> Extrait présenté
○ ○ ○ ○ ○ ○ ○
Les modes de vie contemporains ont pour réputation d’être stressants, et le surf est une discipline reconnue pour le bien-être qu’elle procure à ses adeptes. Reste à préciser les liens entre ces deux préceptes afin de comprendre comment s’inspirer du surf pour mieux gérer son stress.

Quelques précisions sur la notion de stress.

Explorée dans les années 1950 par des physiologistes, la notion de stress s’est popularisée il y a quelques années jusqu’à s’octroyer l’étiquette de « mal du siècle ». Une connotation bien négative qui fait oublier que le stress, défini comme une réaction adaptative à son environnement, est indispensable à la vie. Sur un passage piéton, si un coup de klaxon ne nous causait aucun stress, nos muscles ne s’activeraient pas pour rejoindre rapidement le trottoir. Il serait donc bien inutile de vouloir éradiquer le stress. Toutefois, il est nécessaire de distinguer le stress gênant, qui vous bloque ou vous fait perdre vos moyens, du stress aidant qui vous stimule et affûte vos capacités.

Nous développons tous des stratégies spécifiques pour gérer le stress gênant, sans qu’elles soient nécessairement efficaces ou suffisamment diversifiées. La catégorie des stratégies récurrentes qui s’avèrent inopérantes à long terme est vaste : fumer une cigarette, absorber de l’alcool, grignoter des composés gras/sucrés, exploser de colère pour une broutille insignifiante, etc. La pire des stratégies reste l’intériorisation, le fait de prendre sur soi continuellement ; c’est une porte béante sur les insomnies, problèmes de peau et de digestion, somatisations en tous genres qui, à leur tour, génèrent du stress. Alors, comment font les surfeurs pour mieux gérer tout ça ?

Le stress des surfeurs.
Le surf confronte ses pratiquants à des situations de stress multiples. Cela les aide à diversifier leurs stratégies pour y faire face lorsqu’ils sont à l’eau et leur permet de transférer ces acquis dans leurs vies professionnelles et personnelles. Voici quelques exemples de leur savoir-faire en la matière.
○ ○ ○ ○ ○ ○ ○
> Données fournies
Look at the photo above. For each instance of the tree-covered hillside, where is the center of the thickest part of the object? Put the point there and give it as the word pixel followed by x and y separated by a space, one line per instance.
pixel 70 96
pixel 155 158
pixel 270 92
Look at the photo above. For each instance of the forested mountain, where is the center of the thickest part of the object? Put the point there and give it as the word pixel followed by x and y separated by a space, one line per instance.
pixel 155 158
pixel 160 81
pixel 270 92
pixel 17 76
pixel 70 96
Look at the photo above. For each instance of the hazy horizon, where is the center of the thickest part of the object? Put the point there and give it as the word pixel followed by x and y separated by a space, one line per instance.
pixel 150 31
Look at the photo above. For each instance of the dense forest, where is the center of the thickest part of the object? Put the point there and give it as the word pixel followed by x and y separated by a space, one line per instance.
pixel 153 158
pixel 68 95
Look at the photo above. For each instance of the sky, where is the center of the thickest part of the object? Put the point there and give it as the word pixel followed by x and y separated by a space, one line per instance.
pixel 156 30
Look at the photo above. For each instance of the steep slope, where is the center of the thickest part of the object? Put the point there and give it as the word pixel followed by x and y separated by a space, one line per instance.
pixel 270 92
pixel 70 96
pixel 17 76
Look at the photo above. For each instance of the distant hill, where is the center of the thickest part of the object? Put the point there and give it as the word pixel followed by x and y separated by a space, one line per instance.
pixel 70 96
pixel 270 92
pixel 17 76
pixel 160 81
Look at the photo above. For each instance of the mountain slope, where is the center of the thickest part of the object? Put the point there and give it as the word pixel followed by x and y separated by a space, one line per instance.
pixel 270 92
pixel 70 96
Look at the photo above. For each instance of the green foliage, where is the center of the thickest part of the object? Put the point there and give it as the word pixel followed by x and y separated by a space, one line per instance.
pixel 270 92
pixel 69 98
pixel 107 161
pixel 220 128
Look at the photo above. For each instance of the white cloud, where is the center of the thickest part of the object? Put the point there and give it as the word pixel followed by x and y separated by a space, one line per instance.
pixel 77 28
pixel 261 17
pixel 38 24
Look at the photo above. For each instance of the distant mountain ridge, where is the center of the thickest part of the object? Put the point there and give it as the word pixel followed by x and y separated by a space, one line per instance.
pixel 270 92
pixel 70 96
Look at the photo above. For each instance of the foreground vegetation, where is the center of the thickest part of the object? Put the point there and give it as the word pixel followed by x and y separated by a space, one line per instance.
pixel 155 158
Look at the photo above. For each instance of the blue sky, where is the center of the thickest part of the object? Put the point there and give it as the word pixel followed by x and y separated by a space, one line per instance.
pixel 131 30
○ ○ ○ ○ ○ ○ ○
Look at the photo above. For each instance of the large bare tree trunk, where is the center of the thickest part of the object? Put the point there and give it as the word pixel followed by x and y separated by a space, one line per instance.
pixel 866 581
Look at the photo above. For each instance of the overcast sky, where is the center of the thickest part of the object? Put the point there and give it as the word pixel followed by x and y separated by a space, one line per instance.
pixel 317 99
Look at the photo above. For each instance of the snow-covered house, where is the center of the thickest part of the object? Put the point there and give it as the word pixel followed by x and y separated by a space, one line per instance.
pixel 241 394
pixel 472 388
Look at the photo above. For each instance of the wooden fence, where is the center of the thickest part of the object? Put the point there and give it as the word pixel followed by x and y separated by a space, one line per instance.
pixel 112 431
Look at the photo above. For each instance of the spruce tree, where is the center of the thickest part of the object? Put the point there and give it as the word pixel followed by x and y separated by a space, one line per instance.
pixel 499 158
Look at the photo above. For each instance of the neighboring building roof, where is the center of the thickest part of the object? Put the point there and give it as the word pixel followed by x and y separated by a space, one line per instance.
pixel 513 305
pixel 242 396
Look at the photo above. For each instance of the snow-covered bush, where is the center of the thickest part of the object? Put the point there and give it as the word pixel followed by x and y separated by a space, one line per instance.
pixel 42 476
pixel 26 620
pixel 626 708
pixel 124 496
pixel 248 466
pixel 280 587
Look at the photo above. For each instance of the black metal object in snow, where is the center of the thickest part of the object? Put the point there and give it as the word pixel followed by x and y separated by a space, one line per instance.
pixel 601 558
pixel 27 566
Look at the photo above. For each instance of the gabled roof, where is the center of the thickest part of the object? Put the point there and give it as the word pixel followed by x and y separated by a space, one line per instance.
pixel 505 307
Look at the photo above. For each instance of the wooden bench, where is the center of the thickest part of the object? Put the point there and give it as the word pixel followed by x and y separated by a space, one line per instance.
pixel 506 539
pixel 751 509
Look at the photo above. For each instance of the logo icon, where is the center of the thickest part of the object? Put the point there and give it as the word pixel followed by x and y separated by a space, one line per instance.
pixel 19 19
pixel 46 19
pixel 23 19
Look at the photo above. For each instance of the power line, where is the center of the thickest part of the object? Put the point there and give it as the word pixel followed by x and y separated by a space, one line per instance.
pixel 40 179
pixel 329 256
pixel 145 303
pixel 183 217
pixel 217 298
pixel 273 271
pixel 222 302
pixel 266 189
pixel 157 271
○ ○ ○ ○ ○ ○ ○
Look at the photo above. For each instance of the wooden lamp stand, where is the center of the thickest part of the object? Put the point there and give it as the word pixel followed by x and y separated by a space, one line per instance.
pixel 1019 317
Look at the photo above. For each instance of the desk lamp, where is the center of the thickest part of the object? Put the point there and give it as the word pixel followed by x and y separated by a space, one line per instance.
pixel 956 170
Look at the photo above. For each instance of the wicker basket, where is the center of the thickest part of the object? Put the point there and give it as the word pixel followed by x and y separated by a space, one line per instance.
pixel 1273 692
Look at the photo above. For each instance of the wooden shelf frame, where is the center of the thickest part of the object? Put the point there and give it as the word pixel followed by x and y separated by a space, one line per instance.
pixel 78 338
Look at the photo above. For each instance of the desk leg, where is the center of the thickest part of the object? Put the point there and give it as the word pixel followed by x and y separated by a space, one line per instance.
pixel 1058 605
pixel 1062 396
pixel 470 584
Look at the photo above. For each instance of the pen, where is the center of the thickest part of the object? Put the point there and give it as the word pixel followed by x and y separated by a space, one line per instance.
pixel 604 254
○ ○ ○ ○ ○ ○ ○
> Objectif énoncé
Poursuivez le texte sur le surf et la gestion du stress à partir de l'endroit où il s'arrête.

> Réponse proposée
Avant d’aller à l’eau, le surfeur diminue son stress ou son appréhension en ritualisant sa préparation : écoute de musiques stimulantes sur le trajet, enfilage méticuleux de la combinaison, application de wax sur la planche, observation des vagues… nous ressentons souvent des stress d’appréhension, qui nous submergent avant l’événement potentiellement stressant. Il peut être diminué par la création de routines ou la concentration sur des gestes simples et appliqués.

Pour ramer vers le large, le surfeur gère des pics de stress ponctuels lorsqu’il doit passer une barre particulièrement houleuse ou qu’un courant l’emporte où il ne souhaite pas aller. Dans ces situations, il utilise sa respiration pour ralentir son rythme cardiaque qui s’emballe dans l’effort et se concentre sur une analyse technique de la situation pour ne pas se laisser submerger par la panique. Un stress présent peut être rapidement géré en se concentrant à la fois sur l’émotion (retrouver son calme par la respiration) et sur le problème (analyser rationnellement la situation).

Le surfeur qui s’élance dans une vague se laisse emplir de stress et utilise l’adrénaline comme source d’énergie positive. Cela lui permettra de déployer la concentration et la tonicité musculaire nécessaires à ses manœuvres dans l’eau, puis se prolongera bien après la session en lui dopant le moral dans tout ce qu’il réalise. Rechercher des stress positifs et s’en servir pour recharger ses batteries permet d’améliorer la qualité de vie, même quand le reste de la journée est ennuyeux ou pénible.

En chutant dans une vague imposante, le surfeur sait d’expérience qu’une lutte désordonnée serait inopérante pour sortir la tête de l’eau ; la vague est plus puissante que l’action de tous ses muscles réunis. Il utilisera alors des sensations rassurantes, voire des visions apaisantes, comme un rayon de soleil qui transperce l’eau, les courants qui se faufilent autour de ses membres, les bruits feutrés du monde marin… tout ce qui lui permet de retrouver son calme lui fait économiser des ressources précieuses en oxygène. Dans des situations de stress intense, il est indispensable d’avoir en soi des ressources pour « décrocher » et s’apaiser rapidement, plutôt que de lutter inefficacement contre des choses sur lesquelles nous n’avons pas d’emprise. C’est dans ce calme retrouvé que les bons gestes, les bonnes attitudes peuvent émerger.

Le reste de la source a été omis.